Dataset excerpt:
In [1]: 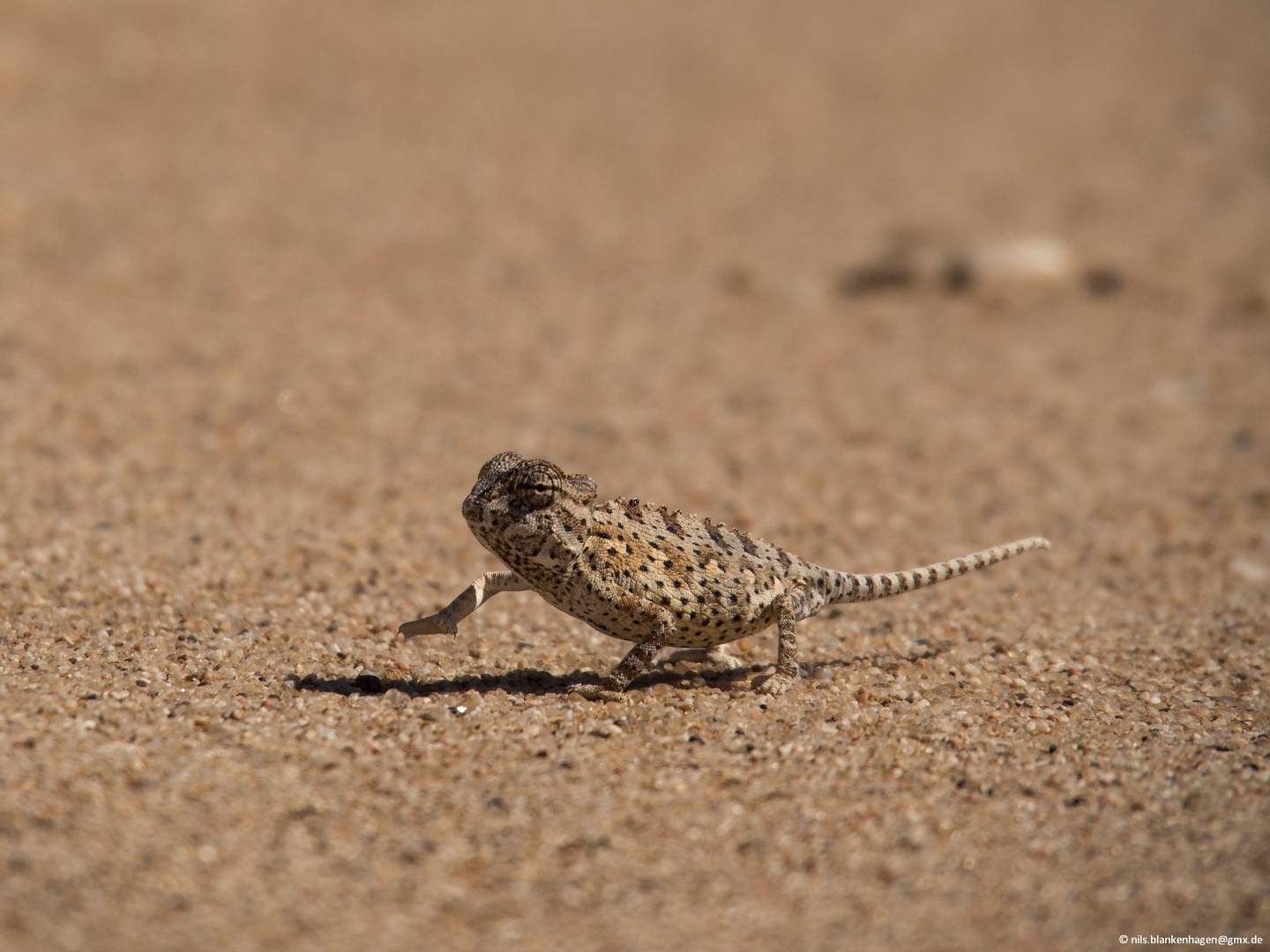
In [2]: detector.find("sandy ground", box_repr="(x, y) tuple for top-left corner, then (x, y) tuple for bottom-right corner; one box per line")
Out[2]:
(0, 0), (1270, 949)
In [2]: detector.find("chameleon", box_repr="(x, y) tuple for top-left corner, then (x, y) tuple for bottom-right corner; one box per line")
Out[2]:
(398, 452), (1050, 701)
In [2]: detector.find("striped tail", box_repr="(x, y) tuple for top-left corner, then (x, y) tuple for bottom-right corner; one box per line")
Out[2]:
(828, 539), (1049, 603)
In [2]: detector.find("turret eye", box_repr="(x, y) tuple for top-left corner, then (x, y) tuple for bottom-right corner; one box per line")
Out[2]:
(512, 462), (564, 509)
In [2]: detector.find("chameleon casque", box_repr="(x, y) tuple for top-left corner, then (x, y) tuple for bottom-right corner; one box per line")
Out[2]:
(398, 452), (1049, 699)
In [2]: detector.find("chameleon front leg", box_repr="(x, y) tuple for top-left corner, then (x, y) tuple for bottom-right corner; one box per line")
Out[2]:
(569, 583), (675, 701)
(758, 594), (797, 695)
(656, 645), (750, 672)
(398, 572), (529, 638)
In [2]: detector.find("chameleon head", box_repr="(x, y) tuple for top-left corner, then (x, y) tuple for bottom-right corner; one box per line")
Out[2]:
(464, 453), (595, 574)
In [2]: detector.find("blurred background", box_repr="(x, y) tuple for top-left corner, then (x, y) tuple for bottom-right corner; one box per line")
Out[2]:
(0, 0), (1270, 948)
(0, 1), (1270, 557)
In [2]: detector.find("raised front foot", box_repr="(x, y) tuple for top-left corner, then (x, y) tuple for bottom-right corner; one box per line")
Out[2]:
(398, 612), (459, 638)
(758, 672), (797, 695)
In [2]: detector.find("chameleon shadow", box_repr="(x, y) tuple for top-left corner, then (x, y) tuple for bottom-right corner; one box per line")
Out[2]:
(283, 667), (751, 697)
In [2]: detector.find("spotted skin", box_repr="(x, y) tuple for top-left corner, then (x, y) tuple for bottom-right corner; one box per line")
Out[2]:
(399, 453), (1049, 698)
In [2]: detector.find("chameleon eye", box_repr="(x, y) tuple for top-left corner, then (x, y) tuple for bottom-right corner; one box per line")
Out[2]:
(511, 461), (564, 509)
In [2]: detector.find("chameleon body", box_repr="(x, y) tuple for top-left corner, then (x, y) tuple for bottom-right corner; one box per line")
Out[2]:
(399, 453), (1049, 699)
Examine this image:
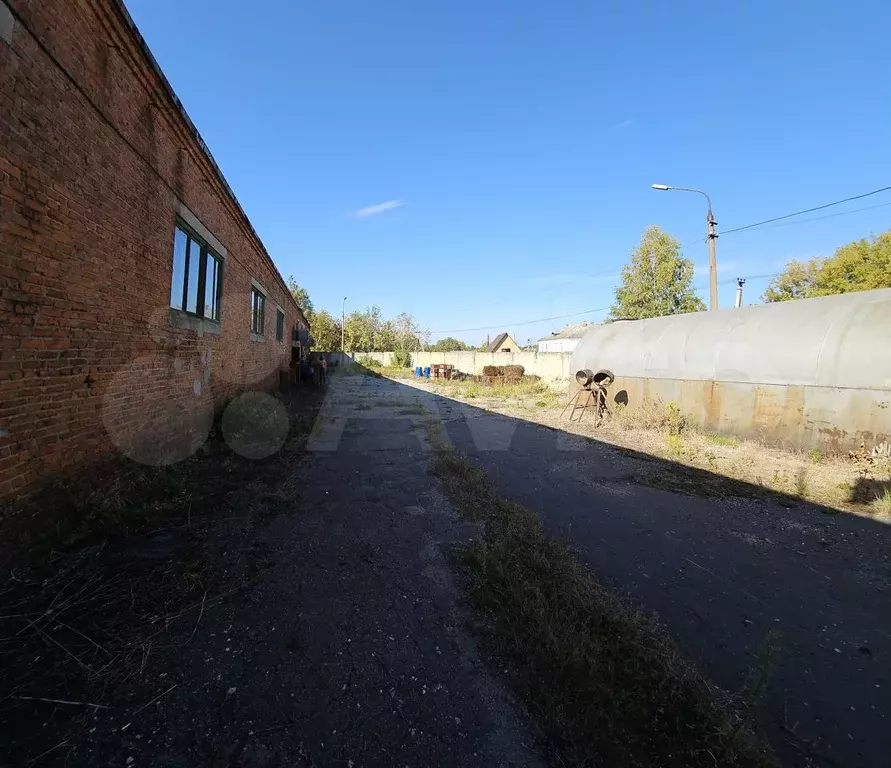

_Aim_
Please extract each line of the items above that contains the word "chameleon".

_Output of the exercise_
In [2]: detector.find("chameleon", box_repr="(x, y) tuple for top-left corner, then (x, y) tuple for bottom-right corner; one box per line")
In [2]: detector.find("chameleon casque", box_repr="(x, y) tuple for top-left corner, then (x, y) tuple for bottom-right corner; one box per line")
In [2]: detector.find("chameleon front leg", box_repr="(x, y) tuple for top-left corner, then (x, y) tuple for bottom-right corner; one box per line")
In [2]: detector.find("chameleon head", box_repr="(x, y) tuple for top-left corner, then (x, y) tuple for bottom-right corner; one box per line")
In [2]: detector.find("chameleon shadow", box_repr="(x, y) tuple for top-left corner, then (x, y) tuple for bottom-right corner; one box per line")
In [2]: detector.find("chameleon eye", box_repr="(x, y) tuple for top-left corner, then (x, y) tuple for bottom-right corner; one box per line")
In [2]: detector.find("chameleon body", box_repr="(x, y) tuple for top-left corner, then (x, y) tuple for bottom-right corner; one box per line")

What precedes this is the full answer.